> **TO-DO LIST**
a) In the post about wheel and tyre cleaning, what does the writer seal the tyres with once a month?
b) Please carry the wheel and tyre cleaning post forward from the point where it stops.

### PAGE

In this wash cycle I will simpy wash the wheels and tyres with the wash soap of choice (I use either Megs Shampoo plus or Z wash) using microfibre washmitt and brushes for front to back clean and then once a month i will seal wheel with PB wheel sealant and tyres with Blackfire long lasting tyre gel, this seems to work well over a period with little hard cleaning ever being necessary. I dont find that by only cleaning the tyres in this way that I get any adverse reaction from the reapplication of the tyre sealant.

Once a year, I take the wheels of and use megs wheel brightener or menz 7.5 gel on wheel and apc on tyres as these are a bit more agressive and then seal as above.


----------



## swiftshine (Apr 17, 2008)

######
### RECORDS

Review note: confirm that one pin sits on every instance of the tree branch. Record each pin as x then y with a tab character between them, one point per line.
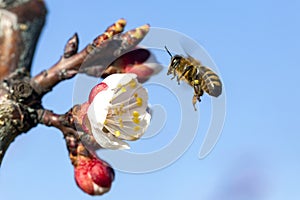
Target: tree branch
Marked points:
20	25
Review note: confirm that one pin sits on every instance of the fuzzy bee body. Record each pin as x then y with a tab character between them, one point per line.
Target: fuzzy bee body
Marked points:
201	78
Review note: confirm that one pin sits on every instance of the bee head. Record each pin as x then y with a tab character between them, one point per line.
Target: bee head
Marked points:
175	61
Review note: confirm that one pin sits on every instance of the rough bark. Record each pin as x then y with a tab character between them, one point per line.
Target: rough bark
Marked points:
20	25
21	22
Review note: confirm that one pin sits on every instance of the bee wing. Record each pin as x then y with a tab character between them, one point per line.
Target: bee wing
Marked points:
193	61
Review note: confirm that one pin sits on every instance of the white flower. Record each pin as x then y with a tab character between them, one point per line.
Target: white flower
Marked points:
118	111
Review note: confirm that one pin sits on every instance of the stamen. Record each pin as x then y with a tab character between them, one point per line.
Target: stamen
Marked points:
135	114
132	84
136	120
136	128
139	101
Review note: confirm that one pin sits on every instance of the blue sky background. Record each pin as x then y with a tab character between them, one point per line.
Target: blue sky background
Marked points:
255	45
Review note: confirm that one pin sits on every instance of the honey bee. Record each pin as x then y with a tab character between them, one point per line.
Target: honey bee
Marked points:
201	78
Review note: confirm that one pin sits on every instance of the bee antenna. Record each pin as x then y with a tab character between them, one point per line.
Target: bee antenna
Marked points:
168	51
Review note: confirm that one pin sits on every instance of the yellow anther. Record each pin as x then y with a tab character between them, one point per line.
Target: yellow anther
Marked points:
132	84
135	114
139	101
136	128
123	89
136	120
121	123
117	133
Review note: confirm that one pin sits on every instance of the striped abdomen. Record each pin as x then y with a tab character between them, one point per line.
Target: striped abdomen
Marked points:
210	81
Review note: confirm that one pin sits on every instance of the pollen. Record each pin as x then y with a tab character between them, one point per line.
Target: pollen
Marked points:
136	120
123	89
136	128
135	114
117	133
132	84
121	123
139	101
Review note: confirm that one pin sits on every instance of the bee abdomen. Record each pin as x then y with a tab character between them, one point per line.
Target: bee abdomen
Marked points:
210	82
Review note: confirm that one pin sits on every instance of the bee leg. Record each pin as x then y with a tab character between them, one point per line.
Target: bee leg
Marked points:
185	70
174	74
197	94
194	102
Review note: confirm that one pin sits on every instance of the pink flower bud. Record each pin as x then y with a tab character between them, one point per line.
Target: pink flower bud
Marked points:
93	176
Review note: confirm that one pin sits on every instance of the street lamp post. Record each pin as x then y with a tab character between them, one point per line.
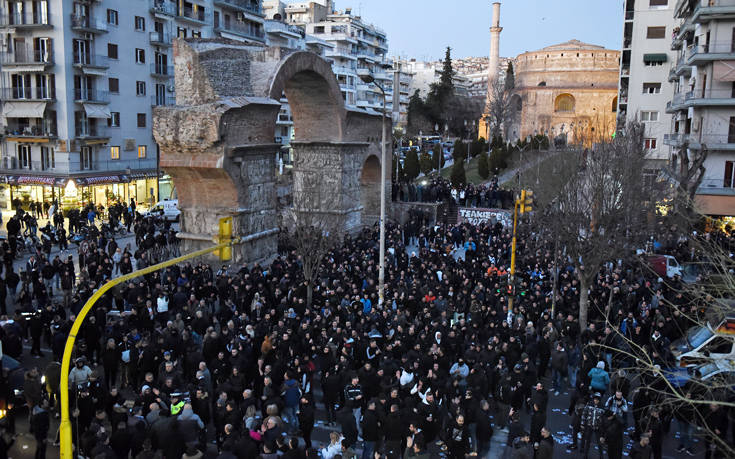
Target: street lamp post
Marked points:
368	79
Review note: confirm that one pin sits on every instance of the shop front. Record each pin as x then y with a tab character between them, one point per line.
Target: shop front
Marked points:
77	191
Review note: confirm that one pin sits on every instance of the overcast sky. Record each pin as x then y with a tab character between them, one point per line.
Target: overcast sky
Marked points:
422	29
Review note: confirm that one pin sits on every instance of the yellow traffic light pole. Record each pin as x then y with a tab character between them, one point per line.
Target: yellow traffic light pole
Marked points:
65	432
521	206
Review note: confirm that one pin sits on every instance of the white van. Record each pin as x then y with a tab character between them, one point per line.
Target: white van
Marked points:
703	344
168	209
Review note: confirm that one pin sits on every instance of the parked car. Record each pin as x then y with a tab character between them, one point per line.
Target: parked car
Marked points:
703	344
664	265
168	209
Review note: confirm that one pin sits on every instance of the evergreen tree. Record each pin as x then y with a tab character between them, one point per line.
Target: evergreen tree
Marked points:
411	164
510	78
458	177
482	165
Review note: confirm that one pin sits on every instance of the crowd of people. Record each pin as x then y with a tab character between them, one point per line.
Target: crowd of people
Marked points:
232	363
489	195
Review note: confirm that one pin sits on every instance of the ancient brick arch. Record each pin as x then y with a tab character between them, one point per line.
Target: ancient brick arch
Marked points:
217	142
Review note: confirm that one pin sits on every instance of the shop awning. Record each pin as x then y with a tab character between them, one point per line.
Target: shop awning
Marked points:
724	70
24	109
655	57
97	111
101	180
42	180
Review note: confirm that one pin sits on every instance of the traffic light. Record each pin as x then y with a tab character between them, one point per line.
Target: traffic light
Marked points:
225	234
526	201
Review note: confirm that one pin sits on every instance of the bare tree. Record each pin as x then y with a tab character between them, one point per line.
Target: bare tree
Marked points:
500	110
598	209
312	236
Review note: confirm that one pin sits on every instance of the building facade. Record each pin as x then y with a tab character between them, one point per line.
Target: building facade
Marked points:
568	90
644	87
79	81
703	104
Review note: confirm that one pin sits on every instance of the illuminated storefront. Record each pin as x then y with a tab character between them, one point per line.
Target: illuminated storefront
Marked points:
76	191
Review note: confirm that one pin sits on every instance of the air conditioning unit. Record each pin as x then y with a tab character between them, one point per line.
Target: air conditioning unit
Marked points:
8	162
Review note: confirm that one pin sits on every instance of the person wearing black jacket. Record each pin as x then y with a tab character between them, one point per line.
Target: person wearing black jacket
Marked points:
306	419
370	430
612	435
39	428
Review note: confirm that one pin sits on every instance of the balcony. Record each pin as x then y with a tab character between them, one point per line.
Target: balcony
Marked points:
708	10
90	131
28	94
94	61
163	8
196	16
244	6
163	101
250	30
160	39
162	71
44	129
27	57
91	95
28	21
85	24
710	52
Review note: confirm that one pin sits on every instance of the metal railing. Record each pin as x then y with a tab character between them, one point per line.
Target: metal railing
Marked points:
26	19
63	165
45	129
27	55
191	13
28	93
91	95
163	7
159	101
92	60
162	70
87	23
90	130
161	38
252	6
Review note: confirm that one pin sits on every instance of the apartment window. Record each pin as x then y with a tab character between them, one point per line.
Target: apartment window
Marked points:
727	183
649	116
112	17
656	32
47	158
114	119
85	158
651	88
24	156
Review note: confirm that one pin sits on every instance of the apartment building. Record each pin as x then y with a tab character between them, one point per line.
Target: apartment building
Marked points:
644	87
703	103
79	81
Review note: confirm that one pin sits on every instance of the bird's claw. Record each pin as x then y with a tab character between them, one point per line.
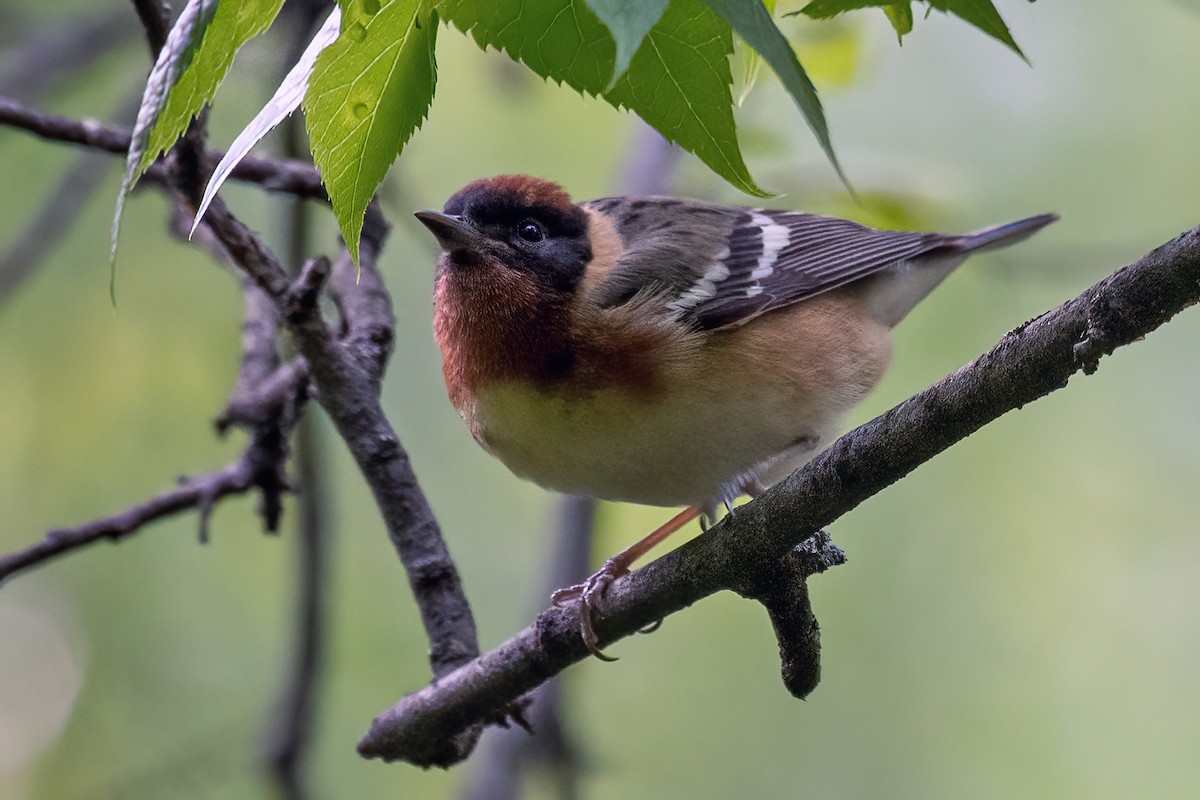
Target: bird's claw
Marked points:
589	594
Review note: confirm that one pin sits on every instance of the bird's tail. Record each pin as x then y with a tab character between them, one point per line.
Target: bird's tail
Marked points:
897	290
1009	233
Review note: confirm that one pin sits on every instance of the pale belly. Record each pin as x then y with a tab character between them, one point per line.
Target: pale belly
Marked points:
738	414
683	449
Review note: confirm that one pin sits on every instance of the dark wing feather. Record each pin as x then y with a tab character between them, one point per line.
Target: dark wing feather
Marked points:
720	265
778	258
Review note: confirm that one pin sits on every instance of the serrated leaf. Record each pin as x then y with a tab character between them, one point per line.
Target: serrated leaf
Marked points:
751	62
177	54
678	80
981	13
285	101
629	22
234	23
900	16
751	22
369	92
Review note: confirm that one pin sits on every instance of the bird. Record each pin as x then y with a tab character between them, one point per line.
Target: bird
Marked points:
663	350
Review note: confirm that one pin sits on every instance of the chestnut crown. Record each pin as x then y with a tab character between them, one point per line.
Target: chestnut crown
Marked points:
526	223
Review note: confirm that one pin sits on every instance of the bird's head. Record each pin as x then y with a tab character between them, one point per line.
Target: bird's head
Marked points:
522	223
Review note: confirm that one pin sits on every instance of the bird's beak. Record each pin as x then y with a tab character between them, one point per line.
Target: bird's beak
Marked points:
453	232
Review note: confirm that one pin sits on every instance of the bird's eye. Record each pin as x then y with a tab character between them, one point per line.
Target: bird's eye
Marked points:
531	230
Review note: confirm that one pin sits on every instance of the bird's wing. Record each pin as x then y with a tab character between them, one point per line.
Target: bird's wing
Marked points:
725	265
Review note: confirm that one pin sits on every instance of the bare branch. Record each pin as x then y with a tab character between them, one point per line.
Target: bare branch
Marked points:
1030	362
198	492
348	374
154	19
273	174
53	220
261	467
288	741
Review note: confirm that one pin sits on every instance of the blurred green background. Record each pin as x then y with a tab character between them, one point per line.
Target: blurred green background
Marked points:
1018	617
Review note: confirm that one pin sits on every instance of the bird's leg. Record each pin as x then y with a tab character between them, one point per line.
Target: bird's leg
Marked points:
592	590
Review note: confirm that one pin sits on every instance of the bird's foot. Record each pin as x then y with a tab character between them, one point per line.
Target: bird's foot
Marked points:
589	594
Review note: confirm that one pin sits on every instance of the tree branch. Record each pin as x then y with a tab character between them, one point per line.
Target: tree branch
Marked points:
347	372
285	175
1030	362
154	19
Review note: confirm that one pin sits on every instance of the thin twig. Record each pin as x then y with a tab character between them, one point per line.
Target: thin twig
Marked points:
201	492
1030	362
154	19
348	376
51	223
288	740
503	753
273	174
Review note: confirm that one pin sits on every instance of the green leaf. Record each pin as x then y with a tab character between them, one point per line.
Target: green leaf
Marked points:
285	101
369	92
751	62
983	14
827	8
177	54
678	80
900	16
628	20
751	22
234	23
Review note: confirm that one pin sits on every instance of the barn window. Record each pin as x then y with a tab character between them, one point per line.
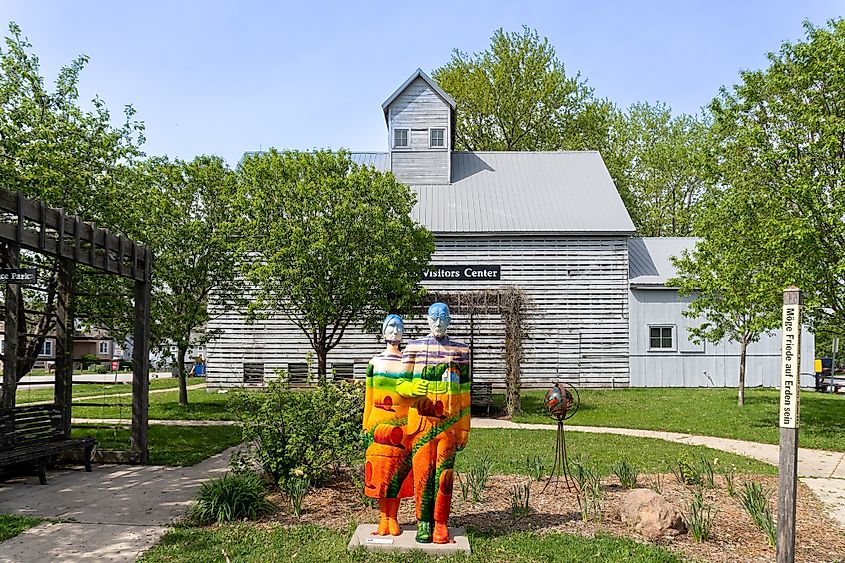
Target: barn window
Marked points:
661	338
253	373
438	138
400	137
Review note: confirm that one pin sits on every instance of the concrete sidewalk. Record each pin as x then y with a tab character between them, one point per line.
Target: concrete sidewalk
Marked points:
114	513
821	470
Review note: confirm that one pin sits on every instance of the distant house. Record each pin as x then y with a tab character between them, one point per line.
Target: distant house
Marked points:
97	343
662	352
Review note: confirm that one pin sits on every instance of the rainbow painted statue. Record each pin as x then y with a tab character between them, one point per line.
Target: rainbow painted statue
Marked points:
416	417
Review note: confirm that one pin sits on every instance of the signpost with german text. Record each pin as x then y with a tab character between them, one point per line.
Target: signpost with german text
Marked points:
790	384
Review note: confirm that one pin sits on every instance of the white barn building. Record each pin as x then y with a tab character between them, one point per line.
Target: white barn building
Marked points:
551	223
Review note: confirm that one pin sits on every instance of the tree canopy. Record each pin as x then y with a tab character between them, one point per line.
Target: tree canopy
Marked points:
516	96
659	163
780	139
331	242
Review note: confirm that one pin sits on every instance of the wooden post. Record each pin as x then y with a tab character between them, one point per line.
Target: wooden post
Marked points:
10	359
141	364
64	343
790	385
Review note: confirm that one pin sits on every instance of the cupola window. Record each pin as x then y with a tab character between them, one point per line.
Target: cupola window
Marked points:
400	137
438	138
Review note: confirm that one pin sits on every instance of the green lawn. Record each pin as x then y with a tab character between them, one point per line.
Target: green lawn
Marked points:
169	445
165	406
707	412
508	449
244	542
11	525
46	393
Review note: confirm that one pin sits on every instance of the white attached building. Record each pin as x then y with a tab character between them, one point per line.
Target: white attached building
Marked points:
663	354
551	223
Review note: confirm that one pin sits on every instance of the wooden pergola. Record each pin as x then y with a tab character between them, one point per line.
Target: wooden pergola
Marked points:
32	225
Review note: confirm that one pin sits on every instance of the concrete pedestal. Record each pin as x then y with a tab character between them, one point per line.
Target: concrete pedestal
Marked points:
406	541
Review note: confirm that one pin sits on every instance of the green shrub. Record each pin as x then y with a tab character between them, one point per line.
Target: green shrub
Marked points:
234	496
314	432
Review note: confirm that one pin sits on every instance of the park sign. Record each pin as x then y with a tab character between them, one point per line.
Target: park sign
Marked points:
19	275
790	365
463	273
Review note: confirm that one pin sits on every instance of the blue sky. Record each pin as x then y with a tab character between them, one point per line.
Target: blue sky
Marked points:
226	77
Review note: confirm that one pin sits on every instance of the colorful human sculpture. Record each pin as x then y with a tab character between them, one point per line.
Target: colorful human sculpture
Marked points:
388	455
438	420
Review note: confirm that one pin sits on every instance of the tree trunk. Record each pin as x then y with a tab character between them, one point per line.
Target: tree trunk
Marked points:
322	362
183	382
743	347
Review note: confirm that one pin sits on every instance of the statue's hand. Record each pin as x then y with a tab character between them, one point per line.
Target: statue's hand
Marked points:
419	388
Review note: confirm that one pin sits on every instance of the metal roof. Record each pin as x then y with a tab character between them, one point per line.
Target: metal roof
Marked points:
524	192
649	259
419	74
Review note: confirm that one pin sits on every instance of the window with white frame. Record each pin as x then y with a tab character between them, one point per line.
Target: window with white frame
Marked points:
437	138
661	337
400	137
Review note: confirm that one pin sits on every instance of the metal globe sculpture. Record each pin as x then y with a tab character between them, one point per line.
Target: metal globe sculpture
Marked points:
561	402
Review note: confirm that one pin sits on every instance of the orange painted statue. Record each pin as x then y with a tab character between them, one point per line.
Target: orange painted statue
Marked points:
438	420
387	470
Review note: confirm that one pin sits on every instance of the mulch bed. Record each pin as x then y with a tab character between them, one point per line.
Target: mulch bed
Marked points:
734	536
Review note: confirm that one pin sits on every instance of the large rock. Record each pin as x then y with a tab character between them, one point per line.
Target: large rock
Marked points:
650	514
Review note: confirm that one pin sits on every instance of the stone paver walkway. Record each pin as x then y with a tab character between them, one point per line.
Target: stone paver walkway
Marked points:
823	471
126	422
113	514
108	395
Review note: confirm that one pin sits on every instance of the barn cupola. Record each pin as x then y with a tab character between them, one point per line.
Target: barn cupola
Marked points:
420	124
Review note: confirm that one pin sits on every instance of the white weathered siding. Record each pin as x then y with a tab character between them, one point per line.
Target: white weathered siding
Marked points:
577	328
419	108
705	364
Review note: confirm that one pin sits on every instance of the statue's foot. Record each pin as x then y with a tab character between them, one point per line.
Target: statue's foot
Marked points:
383	526
441	533
393	525
424	532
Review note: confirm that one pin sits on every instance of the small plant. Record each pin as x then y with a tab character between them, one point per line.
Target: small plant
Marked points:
699	518
656	483
729	475
476	477
536	468
296	487
519	500
589	493
627	473
756	503
686	471
234	496
707	473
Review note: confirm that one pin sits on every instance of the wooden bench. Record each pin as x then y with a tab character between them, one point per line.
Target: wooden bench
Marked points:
34	433
482	394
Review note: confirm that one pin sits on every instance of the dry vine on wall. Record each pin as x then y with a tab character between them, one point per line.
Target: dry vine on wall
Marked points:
511	303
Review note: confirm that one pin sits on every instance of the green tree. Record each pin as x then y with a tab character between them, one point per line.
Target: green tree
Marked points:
659	163
332	242
516	96
52	149
736	291
187	207
780	137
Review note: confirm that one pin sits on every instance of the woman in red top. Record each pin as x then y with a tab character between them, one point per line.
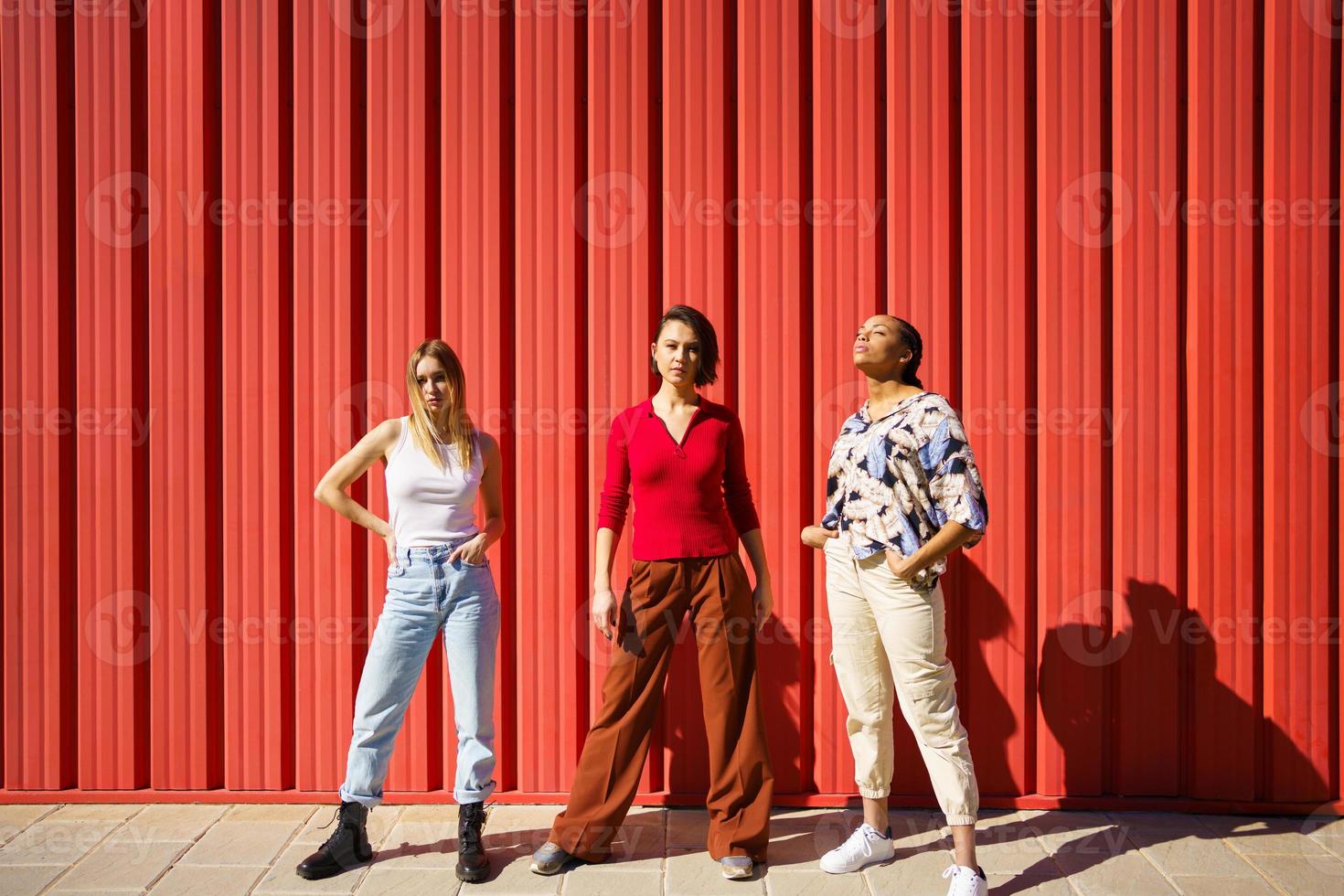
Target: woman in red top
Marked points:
682	455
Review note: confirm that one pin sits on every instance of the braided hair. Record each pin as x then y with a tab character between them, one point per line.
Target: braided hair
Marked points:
912	338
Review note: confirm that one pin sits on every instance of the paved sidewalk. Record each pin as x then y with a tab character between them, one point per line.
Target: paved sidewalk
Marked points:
220	849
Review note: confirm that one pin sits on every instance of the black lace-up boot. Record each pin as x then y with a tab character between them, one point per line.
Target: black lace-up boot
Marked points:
472	863
345	849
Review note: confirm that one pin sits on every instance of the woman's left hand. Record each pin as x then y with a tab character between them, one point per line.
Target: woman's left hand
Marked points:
763	601
905	567
471	551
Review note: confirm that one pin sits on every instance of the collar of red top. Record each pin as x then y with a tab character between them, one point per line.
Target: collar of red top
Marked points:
703	406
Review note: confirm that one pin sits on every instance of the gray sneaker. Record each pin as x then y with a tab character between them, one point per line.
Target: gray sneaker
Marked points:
737	867
549	859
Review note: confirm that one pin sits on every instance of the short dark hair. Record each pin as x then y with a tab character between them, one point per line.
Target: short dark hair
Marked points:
709	369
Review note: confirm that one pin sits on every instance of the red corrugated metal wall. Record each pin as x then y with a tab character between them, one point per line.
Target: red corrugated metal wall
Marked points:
225	225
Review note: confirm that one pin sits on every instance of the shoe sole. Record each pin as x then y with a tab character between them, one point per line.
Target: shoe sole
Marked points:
849	870
474	876
546	870
316	875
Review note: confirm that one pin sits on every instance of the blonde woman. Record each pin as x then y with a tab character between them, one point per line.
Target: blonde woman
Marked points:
438	579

######

> **TASK-BY-TASK RESULTS**
a) Blackfire long lasting tyre gel.

b)
I like to give my tyres a good scrub before I'm re-applying dressing, as Gaz said, about once a month. I use a dish washing brush (cheapo from ASDA, if it goes black, bin it) and get away with APC at 10:1 which shouldn't harm wheel sealant too much. Besides, it barely touches the wheel anyway as I spray onto just the tyres and agitate immediately and rinse off. Tyres look great once dry and even better after tyre gel goes on:thumb:

Feel free once you have done your tyres to post lots of gratuitous pics of you MG cause I love that car:argie:


----------



## 3dr (Mar 1, 2008)

i use AS SW @5:1 applied by garden sprayer all over the wheel and tyre and use a harder brush to agitate the tyre than i do with the wheels, then rinse off, the **** that comes off is amazing!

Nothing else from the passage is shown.